Instructions for the task
Retype each line below precisely and omit all images.

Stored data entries
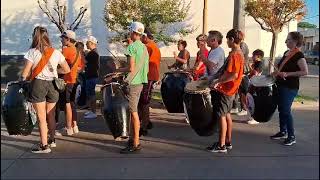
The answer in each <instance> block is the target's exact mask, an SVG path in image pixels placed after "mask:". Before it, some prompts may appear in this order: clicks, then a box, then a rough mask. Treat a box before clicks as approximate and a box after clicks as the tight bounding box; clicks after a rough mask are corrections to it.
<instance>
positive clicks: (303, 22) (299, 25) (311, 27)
mask: <svg viewBox="0 0 320 180" xmlns="http://www.w3.org/2000/svg"><path fill="white" fill-rule="evenodd" d="M298 27H300V28H317V25H315V24H311V23H308V22H299V23H298Z"/></svg>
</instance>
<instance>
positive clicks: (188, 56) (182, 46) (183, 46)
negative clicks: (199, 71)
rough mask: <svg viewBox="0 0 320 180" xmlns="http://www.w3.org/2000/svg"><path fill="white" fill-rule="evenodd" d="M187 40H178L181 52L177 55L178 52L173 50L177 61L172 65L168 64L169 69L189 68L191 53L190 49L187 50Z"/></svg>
mask: <svg viewBox="0 0 320 180" xmlns="http://www.w3.org/2000/svg"><path fill="white" fill-rule="evenodd" d="M186 47H187V42H186V41H184V40H179V41H178V50H179V54H178V56H177V54H176V52H173V56H174V59H175V61H176V62H175V63H174V64H172V65H171V66H168V69H171V68H175V69H181V70H186V69H189V68H190V67H189V60H190V53H189V51H188V50H186Z"/></svg>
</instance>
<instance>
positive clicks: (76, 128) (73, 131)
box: [72, 126, 79, 134]
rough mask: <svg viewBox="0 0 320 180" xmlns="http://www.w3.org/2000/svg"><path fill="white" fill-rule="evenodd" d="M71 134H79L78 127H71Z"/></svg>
mask: <svg viewBox="0 0 320 180" xmlns="http://www.w3.org/2000/svg"><path fill="white" fill-rule="evenodd" d="M72 129H73V133H74V134H77V133H79V127H78V126H73V128H72Z"/></svg>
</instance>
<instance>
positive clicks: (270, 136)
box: [270, 32, 308, 146]
mask: <svg viewBox="0 0 320 180" xmlns="http://www.w3.org/2000/svg"><path fill="white" fill-rule="evenodd" d="M302 44H303V36H302V35H301V34H300V33H299V32H290V33H289V34H288V36H287V39H286V45H287V47H288V48H289V50H288V51H286V52H285V53H284V55H283V57H282V59H281V60H280V62H279V63H278V64H277V68H278V69H277V70H276V71H275V72H274V73H273V74H272V75H273V76H274V77H276V84H277V87H278V96H279V97H278V111H279V121H280V132H278V133H277V134H275V135H273V136H270V138H271V139H285V140H284V142H283V144H284V145H287V146H291V145H293V144H295V143H296V138H295V135H294V128H293V118H292V114H291V105H292V102H293V100H294V98H295V97H296V95H297V94H298V90H299V78H300V76H304V75H307V74H308V66H307V63H306V60H305V58H304V55H303V53H302V52H301V51H300V49H299V48H300V47H301V46H302Z"/></svg>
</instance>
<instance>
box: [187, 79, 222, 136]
mask: <svg viewBox="0 0 320 180" xmlns="http://www.w3.org/2000/svg"><path fill="white" fill-rule="evenodd" d="M184 90H185V94H184V96H183V105H184V111H185V114H186V116H187V118H188V120H189V122H190V126H191V128H192V129H193V130H194V131H195V132H196V133H197V134H198V135H199V136H210V135H212V134H213V133H214V132H215V131H216V129H217V127H218V119H217V117H216V116H214V113H213V110H212V103H211V95H210V89H209V88H208V81H207V80H200V81H193V82H190V83H188V84H187V85H186V87H185V89H184Z"/></svg>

Task answer
The answer in each <instance> block is the target's exact mask, an SVG path in image pixels placed after "mask:". Before it, some prompts may appear in this order: clicks, then a box, then a rough mask. Treat a box before clicks as approximate and a box after clicks as the tight bounding box; clicks after a rough mask are corrections to it.
<instance>
positive clicks: (303, 22) (299, 25) (311, 27)
mask: <svg viewBox="0 0 320 180" xmlns="http://www.w3.org/2000/svg"><path fill="white" fill-rule="evenodd" d="M298 27H300V28H317V25H315V24H311V23H308V22H299V23H298Z"/></svg>
</instance>
<instance>
positive clicks: (188, 56) (182, 46) (183, 46)
negative clicks: (199, 71)
rough mask: <svg viewBox="0 0 320 180" xmlns="http://www.w3.org/2000/svg"><path fill="white" fill-rule="evenodd" d="M187 40H178L181 52L177 55L178 52L173 50L177 61L172 65L168 64L169 69L189 68L191 53L190 49L187 50Z"/></svg>
mask: <svg viewBox="0 0 320 180" xmlns="http://www.w3.org/2000/svg"><path fill="white" fill-rule="evenodd" d="M186 47H187V42H186V41H184V40H179V41H178V50H179V54H178V56H177V54H176V52H173V56H174V59H175V61H176V62H175V63H174V64H172V65H171V66H168V69H171V68H175V69H181V70H186V69H189V68H190V67H189V60H190V53H189V51H188V50H186Z"/></svg>
</instance>
<instance>
positive clicks: (76, 128) (73, 131)
box: [72, 126, 79, 134]
rough mask: <svg viewBox="0 0 320 180" xmlns="http://www.w3.org/2000/svg"><path fill="white" fill-rule="evenodd" d="M71 134H79L78 127H71Z"/></svg>
mask: <svg viewBox="0 0 320 180" xmlns="http://www.w3.org/2000/svg"><path fill="white" fill-rule="evenodd" d="M72 129H73V133H74V134H77V133H79V127H78V126H73V128H72Z"/></svg>
</instance>
<instance>
positive clicks: (270, 136)
box: [270, 32, 308, 146]
mask: <svg viewBox="0 0 320 180" xmlns="http://www.w3.org/2000/svg"><path fill="white" fill-rule="evenodd" d="M302 44H303V36H302V35H301V34H300V33H299V32H290V33H289V34H288V36H287V39H286V45H287V47H288V48H289V50H288V51H286V52H285V53H284V55H283V57H282V59H281V60H280V62H279V63H278V64H277V68H278V69H277V70H276V71H275V72H274V73H273V74H272V75H273V76H274V77H276V84H277V87H278V96H279V97H278V111H279V121H280V132H278V133H277V134H275V135H273V136H270V138H271V139H285V140H284V142H283V144H284V145H287V146H291V145H293V144H295V143H296V138H295V135H294V128H293V118H292V114H291V105H292V102H293V100H294V98H295V97H296V95H297V94H298V90H299V78H300V76H304V75H307V74H308V66H307V63H306V60H305V58H304V55H303V53H302V52H301V51H300V49H299V48H300V47H301V46H302Z"/></svg>
</instance>
<instance>
box: [187, 79, 222, 136]
mask: <svg viewBox="0 0 320 180" xmlns="http://www.w3.org/2000/svg"><path fill="white" fill-rule="evenodd" d="M184 90H185V94H184V96H183V105H184V111H185V114H186V116H187V118H188V120H189V122H190V126H191V128H192V129H193V130H194V131H195V132H196V133H197V134H198V135H199V136H210V135H212V134H213V133H214V132H215V131H216V129H217V127H218V119H217V117H216V116H214V113H213V110H212V103H211V95H210V89H209V88H208V81H207V80H200V81H193V82H190V83H188V84H187V85H186V87H185V89H184Z"/></svg>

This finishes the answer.